--- start Material supplied ---

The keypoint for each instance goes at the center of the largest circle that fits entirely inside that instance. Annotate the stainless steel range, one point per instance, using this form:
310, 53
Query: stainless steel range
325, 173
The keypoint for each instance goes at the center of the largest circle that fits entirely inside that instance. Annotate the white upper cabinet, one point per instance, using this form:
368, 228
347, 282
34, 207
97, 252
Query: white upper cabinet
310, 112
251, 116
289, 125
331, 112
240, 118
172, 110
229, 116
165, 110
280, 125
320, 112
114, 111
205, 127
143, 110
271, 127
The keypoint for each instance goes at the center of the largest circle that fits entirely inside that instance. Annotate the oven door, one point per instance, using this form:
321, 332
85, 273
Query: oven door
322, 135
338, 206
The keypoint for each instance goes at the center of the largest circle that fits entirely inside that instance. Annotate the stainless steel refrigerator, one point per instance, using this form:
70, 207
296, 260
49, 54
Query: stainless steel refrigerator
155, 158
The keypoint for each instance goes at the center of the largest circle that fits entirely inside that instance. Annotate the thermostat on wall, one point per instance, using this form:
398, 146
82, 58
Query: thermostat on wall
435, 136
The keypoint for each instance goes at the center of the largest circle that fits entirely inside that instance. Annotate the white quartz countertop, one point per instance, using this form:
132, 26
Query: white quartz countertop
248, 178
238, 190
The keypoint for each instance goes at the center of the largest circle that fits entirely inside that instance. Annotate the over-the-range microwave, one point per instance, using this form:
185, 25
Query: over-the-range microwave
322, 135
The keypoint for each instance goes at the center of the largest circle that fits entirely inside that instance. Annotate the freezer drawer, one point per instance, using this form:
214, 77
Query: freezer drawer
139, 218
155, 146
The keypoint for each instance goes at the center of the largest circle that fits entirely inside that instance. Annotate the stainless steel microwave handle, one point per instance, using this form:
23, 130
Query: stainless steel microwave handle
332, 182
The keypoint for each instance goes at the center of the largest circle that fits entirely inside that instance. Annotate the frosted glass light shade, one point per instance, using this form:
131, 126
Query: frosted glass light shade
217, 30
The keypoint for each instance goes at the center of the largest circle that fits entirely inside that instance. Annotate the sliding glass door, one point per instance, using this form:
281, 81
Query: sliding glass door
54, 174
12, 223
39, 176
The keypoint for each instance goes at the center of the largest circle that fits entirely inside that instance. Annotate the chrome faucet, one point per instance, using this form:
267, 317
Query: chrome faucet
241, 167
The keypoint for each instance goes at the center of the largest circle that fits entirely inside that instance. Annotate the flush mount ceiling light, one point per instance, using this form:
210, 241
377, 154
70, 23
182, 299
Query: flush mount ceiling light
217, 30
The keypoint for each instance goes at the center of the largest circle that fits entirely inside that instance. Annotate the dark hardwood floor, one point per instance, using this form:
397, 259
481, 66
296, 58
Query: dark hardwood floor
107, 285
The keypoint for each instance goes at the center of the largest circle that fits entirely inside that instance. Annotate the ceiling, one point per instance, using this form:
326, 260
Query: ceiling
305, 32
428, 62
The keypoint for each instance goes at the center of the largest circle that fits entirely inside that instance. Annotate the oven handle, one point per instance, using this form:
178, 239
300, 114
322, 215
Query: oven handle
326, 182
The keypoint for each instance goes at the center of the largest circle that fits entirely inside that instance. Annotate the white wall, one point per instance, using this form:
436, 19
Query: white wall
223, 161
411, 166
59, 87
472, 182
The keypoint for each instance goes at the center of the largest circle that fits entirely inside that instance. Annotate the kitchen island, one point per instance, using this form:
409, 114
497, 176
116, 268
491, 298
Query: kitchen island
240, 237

--- end Material supplied ---

• **Directions**
Copy the data above in full, character for character.

• **Correct answer**
The keypoint for each instance goes at the center of the largest circle that fits entirely inside that instance. Annotate the stainless steel range, one point per instance, using this form:
310, 53
Query: stainless steel range
325, 173
The keypoint for each instance goes at the center of the largest circle that fits entirely inside that instance. Annotate the white upper cabinet, one point per instance, using this form:
368, 228
347, 282
34, 207
97, 252
Query: white upper cabinet
310, 112
251, 116
289, 125
331, 112
240, 118
172, 110
229, 116
165, 110
280, 125
320, 112
114, 111
205, 127
143, 110
271, 127
The keypoint for each instance goes at the center of the largest circle that fits entirely inside that instance. Annotate the oven door, one point per instance, using this form:
321, 332
85, 273
Query: oven door
322, 135
338, 206
The keypoint for each instance goes at the center of the largest circle that fits entirely inside that instance. Annotate the stainless steel refrigerator, one point per instance, using this form:
70, 207
296, 260
49, 54
Query: stainless steel refrigerator
155, 158
The keypoint for each instance goes at the center of the largest circle that fits entirely inside that instance. Annotate the thermostat on wall, one point per instance, using this form:
398, 146
82, 58
Query: thermostat on wall
435, 136
The keypoint for each instance goes at the center of the largest circle that fits entirely inside that instance. Annotate the white quartz countertop, one point per instance, using this form:
132, 26
Query: white quartz countertop
248, 178
238, 190
The keypoint for each instance goes at the center of the largest circle that fits entirely inside that instance. Annotate the over-the-range microwave, one point per instance, using this form:
185, 25
Query: over-the-range microwave
322, 135
The keypoint for each instance goes at the center of the largest circle that fits entirely inside that instance. Annotate the freezer drawer, one point per instance, using this form:
214, 77
Query: freezer drawer
139, 218
155, 146
The keypoint for each instance goes at the center of the largest circle that fits entirely inside that instance. Annotate the stainless steel microwave handle, one point per instance, using this form:
23, 130
Query: stainless steel microwave handle
332, 182
The keypoint for each instance goes at the center of the largest circle that fits entirely inside that instance. Annotate the frosted glass light shade, one point per instance, using this form:
131, 126
Query: frosted glass light shade
217, 30
The keypoint for each instance goes at the center of the largest circle that fits entirely inside that instance. Annotate the sliding glass door, one point per instance, using this form:
281, 81
Query: sliding glass door
54, 174
12, 223
39, 176
The keypoint for each instance goes at the center of the largest circle that fits entirely inside that instance. Annotate the chrome faucet, one point per instance, using this form:
267, 317
Query: chrome faucet
241, 167
The keypoint for each instance goes at the center of the largest circle that fits entirely inside that instance. Annotate the flush mount ceiling light, one point per instance, using this form:
210, 241
377, 154
70, 23
182, 299
Query: flush mount ceiling light
217, 30
The keypoint for each instance goes at the center of the largest circle that fits entirely inside that instance. Annotate the dark hardwood floor, one point per instance, using this form:
397, 259
481, 66
296, 58
Query: dark hardwood floor
107, 285
The keypoint for each instance goes at the center of the largest circle that fits entirely inside that instance. Annotate the ceiling, one point per instance, using this form:
326, 260
Query: ceiling
305, 32
428, 62
The keypoint for each instance goes at the center of the largest circle that fits entirely inside that instance. Annotate the oven handle, one point per instance, using this form:
178, 239
300, 114
322, 215
Query: oven handle
326, 182
The keypoint for each instance goes at the center of the largest circle that fits entirely inside that instance. Annotate the white wall, one point per instance, using this form:
436, 19
Query: white wall
223, 161
411, 166
59, 87
472, 182
The keypoint for each instance goes at the center of the largest circle that fits entirely inside that instance. Annotate the kitchen island, one point per instance, using this form:
409, 114
497, 176
116, 268
491, 298
Query: kitchen island
240, 237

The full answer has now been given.